Ketik ulang secara persis bagian teks tentang isolasi mandiri, mulai dari "Mungkin itulah yang" sampai dengan "11 Juni 2021.".

==== Teks yang Ditampilkan

Tugujatim.id – Covid-19 menjadi sebuah virus yang hari ini mengancam tidak hanya kesehatan fisik, namun juga mental seseorang. Selain tekanan dari dalam diri sendiri, juga dari luar tak kalah penting untuk diperhatikan.
Mungkin itulah yang dialami berinisial G (28) seorang warga Nganjuk yang bekerja di Kabupaten Tuban. Harus menghadapi isolasi mandiri (isoman) jauh dari keluarga dan hanya mengandalkan rekan kerjanya saja.
Saya berjumpa dengannya setelah melewati isoman kurang lebih 15 hari dan mendapatkan kontak Whatsappnya dari seorang teman yang kebetulan merawatnya.
Setelah melakukan obrolan panjang via handphone, kami memutuskan untuk berjumpa di sebuah warung kopi tengah sawah, di daerah pinggiran kota lebih tepatnya di sebuah Desa ikut Kecamtan Semanding, Kabupaten Tuban. Pertemuan itu, Kira-kira Minggu tanggal 11 Juni 2021.
Kami berjumpa sambil menempelkan lengan tangan. Biasa semenjak pandemi datang berjabat menjadi hal yang tabu. Usai mencari tempat yang cocok untuk berbincang-bincang. Tanya kabar dan lain sebagainya. Kemudian ku sodorkan pertanyaan yang mungkin langsung menohok pada dirinya.
“Apa yang kamu rasakan selama isoman yang jauh dari keluarga Mas?” tanyaku.
Pria yang murah senyum ini menjawab dengan santai, dan menceritakan kisahnya selama Isoman. Di awal merasakan tekanan yang luar biasa. Sebab di Tuban hanya mengenal 4 orang saja, ditambah kepanikan keluarga menjadi beban tersendiri. Lima hari pertama masih merasakan shock terpapar Covid-19. Setelah itu, beradaptasi dengan keadaan dan berangsur membaik.
Ia menceritakan, setelah merasakan adanya gejala ia melakukan tes di salah satu klinik dan hasilnya positif. Setelah tahu hasilnya positif Covid-19, dia meminta seorang teman untuk berkoordinasi dengan pihak puskesmas di sini dan mendapatkan arahan untuk isoman di rumah saja. Sebab kondisi masih memungkinkan untuk isoman di rumah tak perlu ke rumah sakit dulu.

========
==== Data Sumber

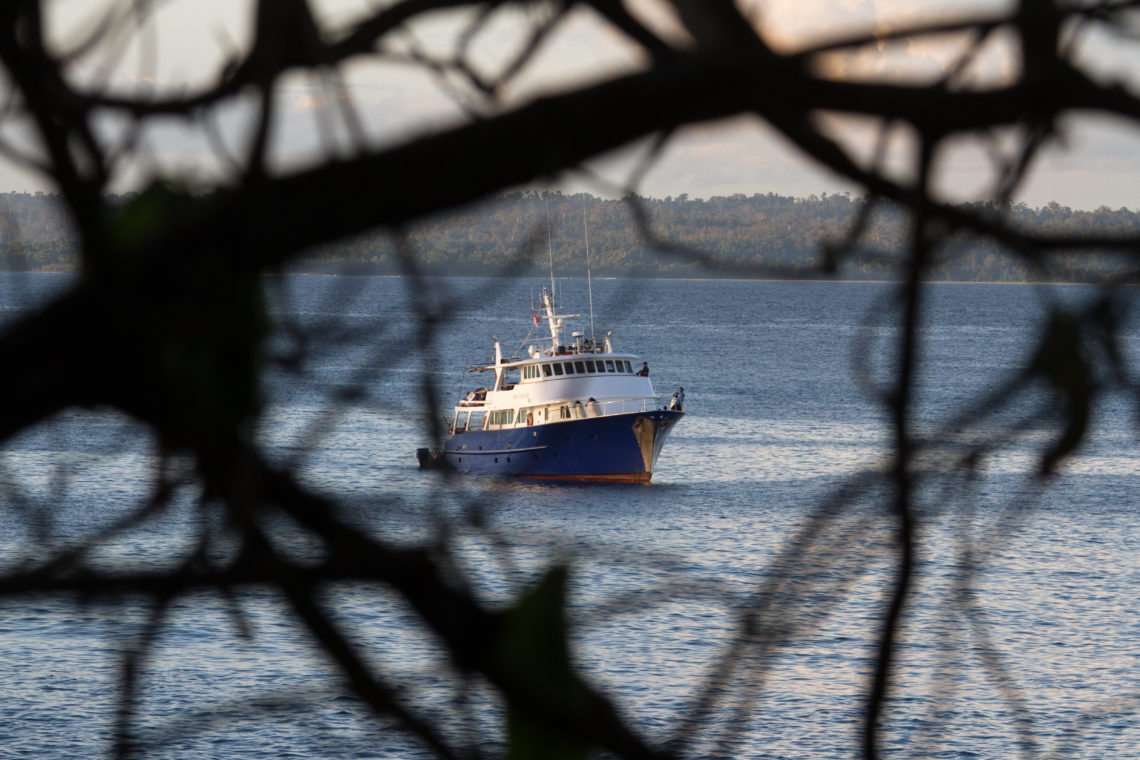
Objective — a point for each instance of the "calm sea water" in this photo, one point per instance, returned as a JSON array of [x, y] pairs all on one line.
[[1022, 634]]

========

■ **Jawaban Latihan**:
Mungkin itulah yang dialami berinisial G (28) seorang warga Nganjuk yang bekerja di Kabupaten Tuban. Harus menghadapi isolasi mandiri (isoman) jauh dari keluarga dan hanya mengandalkan rekan kerjanya saja.
Saya berjumpa dengannya setelah melewati isoman kurang lebih 15 hari dan mendapatkan kontak Whatsappnya dari seorang teman yang kebetulan merawatnya.
Setelah melakukan obrolan panjang via handphone, kami memutuskan untuk berjumpa di sebuah warung kopi tengah sawah, di daerah pinggiran kota lebih tepatnya di sebuah Desa ikut Kecamtan Semanding, Kabupaten Tuban. Pertemuan itu, Kira-kira Minggu tanggal 11 Juni 2021.